--- Entries shown Enclosed Below ---

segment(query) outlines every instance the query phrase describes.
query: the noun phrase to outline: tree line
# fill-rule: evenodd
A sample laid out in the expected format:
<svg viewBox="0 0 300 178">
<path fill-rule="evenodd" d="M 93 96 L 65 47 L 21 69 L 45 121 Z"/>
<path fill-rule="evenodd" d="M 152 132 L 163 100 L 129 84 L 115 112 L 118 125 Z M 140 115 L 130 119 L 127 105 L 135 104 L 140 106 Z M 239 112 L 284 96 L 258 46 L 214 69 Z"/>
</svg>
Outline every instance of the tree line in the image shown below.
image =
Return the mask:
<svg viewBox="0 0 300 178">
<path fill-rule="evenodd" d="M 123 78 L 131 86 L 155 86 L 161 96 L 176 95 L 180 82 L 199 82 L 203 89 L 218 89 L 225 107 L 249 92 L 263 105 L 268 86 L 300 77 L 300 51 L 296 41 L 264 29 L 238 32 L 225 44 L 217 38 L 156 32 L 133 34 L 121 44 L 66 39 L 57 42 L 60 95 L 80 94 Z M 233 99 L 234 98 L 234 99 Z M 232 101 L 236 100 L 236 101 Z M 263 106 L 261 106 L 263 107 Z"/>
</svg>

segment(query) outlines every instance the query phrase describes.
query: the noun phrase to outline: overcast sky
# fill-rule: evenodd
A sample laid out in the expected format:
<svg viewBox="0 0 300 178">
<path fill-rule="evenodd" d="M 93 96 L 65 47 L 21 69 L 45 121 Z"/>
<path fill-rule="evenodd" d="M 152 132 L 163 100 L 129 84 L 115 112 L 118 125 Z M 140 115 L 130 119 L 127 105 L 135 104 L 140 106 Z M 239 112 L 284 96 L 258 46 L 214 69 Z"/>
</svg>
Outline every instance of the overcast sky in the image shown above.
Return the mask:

--- End of Enclosed Entries shown ---

*Exercise directions*. Check every line of the records above for the string "image". Copy those that hold it.

*Finished exercise*.
Outline every instance of the tree line in the image shown below.
image =
Outline every instance of the overcast sky in the image shown above.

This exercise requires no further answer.